— start Supplied data —

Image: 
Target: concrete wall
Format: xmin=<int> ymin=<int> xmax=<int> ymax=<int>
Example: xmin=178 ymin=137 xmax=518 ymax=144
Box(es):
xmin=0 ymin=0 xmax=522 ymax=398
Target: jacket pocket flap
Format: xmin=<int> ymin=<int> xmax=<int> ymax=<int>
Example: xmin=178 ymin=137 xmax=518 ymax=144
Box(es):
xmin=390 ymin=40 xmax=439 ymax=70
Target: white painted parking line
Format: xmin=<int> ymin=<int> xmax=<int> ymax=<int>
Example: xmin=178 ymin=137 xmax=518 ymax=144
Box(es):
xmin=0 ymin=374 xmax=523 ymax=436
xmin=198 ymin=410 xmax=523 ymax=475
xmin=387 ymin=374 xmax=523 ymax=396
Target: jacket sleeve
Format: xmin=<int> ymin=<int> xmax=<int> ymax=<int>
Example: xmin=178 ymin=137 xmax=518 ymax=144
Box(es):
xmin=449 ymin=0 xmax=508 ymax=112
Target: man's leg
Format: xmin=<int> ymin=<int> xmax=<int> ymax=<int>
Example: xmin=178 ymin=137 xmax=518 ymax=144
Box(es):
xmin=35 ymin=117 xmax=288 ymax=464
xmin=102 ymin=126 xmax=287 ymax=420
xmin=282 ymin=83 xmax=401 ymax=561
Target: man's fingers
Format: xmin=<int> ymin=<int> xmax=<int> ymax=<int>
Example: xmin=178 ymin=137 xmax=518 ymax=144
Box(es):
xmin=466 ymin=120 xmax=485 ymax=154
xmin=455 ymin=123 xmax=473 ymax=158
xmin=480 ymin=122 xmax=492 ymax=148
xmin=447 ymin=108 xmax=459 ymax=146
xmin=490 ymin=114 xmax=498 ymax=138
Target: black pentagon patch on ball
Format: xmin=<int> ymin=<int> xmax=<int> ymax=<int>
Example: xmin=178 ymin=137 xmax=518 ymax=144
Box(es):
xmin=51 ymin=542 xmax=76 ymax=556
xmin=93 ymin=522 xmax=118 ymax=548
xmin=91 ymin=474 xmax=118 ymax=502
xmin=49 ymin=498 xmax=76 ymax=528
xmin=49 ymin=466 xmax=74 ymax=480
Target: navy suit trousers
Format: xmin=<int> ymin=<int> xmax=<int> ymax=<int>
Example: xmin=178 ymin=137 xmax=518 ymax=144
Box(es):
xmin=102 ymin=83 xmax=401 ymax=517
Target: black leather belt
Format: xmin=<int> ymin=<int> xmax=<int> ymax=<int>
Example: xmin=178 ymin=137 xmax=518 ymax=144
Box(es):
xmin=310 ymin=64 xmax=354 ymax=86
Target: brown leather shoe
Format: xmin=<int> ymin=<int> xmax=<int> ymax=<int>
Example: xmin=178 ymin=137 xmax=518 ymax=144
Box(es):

— end Supplied data —

--- Set problem ---
Return the whole listing above, every line, word for word with no changes.

--- Finished task ---
Image: 
Target: concrete wall
Format: xmin=<int> ymin=<int> xmax=<int> ymax=<int>
Example: xmin=178 ymin=137 xmax=518 ymax=144
Box(es):
xmin=0 ymin=0 xmax=522 ymax=398
Target: jacket pocket flap
Format: xmin=<int> ymin=<int> xmax=<int> ymax=<int>
Example: xmin=178 ymin=137 xmax=518 ymax=144
Box(es):
xmin=390 ymin=40 xmax=439 ymax=70
Target: white painted parking line
Format: xmin=<int> ymin=<int> xmax=<int> ymax=<int>
Example: xmin=178 ymin=137 xmax=518 ymax=144
Box(es):
xmin=0 ymin=374 xmax=523 ymax=436
xmin=198 ymin=410 xmax=523 ymax=475
xmin=387 ymin=374 xmax=523 ymax=396
Target: jacket sleeve
Format: xmin=<int> ymin=<int> xmax=<int> ymax=<int>
Example: xmin=178 ymin=137 xmax=518 ymax=144
Box(es):
xmin=449 ymin=0 xmax=508 ymax=112
Target: man's leg
Format: xmin=<int> ymin=<int> xmax=<int> ymax=<int>
Example: xmin=178 ymin=137 xmax=518 ymax=144
Box(es):
xmin=35 ymin=117 xmax=288 ymax=464
xmin=102 ymin=126 xmax=287 ymax=420
xmin=282 ymin=83 xmax=401 ymax=561
Target: man's fingers
Format: xmin=<int> ymin=<int> xmax=<int> ymax=<int>
Example: xmin=178 ymin=137 xmax=518 ymax=144
Box(es):
xmin=466 ymin=120 xmax=485 ymax=154
xmin=455 ymin=123 xmax=473 ymax=158
xmin=480 ymin=122 xmax=492 ymax=148
xmin=447 ymin=108 xmax=459 ymax=146
xmin=490 ymin=114 xmax=498 ymax=138
Target: black pentagon patch on ball
Format: xmin=<int> ymin=<int> xmax=<int> ymax=<int>
Example: xmin=178 ymin=137 xmax=518 ymax=144
Box(es):
xmin=51 ymin=542 xmax=76 ymax=556
xmin=93 ymin=522 xmax=118 ymax=548
xmin=91 ymin=474 xmax=118 ymax=502
xmin=49 ymin=498 xmax=76 ymax=528
xmin=49 ymin=466 xmax=74 ymax=480
Target: navy suit trousers
Format: xmin=<int> ymin=<int> xmax=<int> ymax=<int>
Example: xmin=178 ymin=137 xmax=518 ymax=144
Box(es):
xmin=102 ymin=83 xmax=401 ymax=517
Target: black leather belt
Format: xmin=<int> ymin=<int> xmax=<int> ymax=<int>
Example: xmin=178 ymin=137 xmax=518 ymax=144
Box(es):
xmin=310 ymin=64 xmax=354 ymax=86
Target: brown leather shoe
Format: xmin=<int> ymin=<int> xmax=<int> ymax=<int>
Example: xmin=178 ymin=137 xmax=518 ymax=144
Box(es):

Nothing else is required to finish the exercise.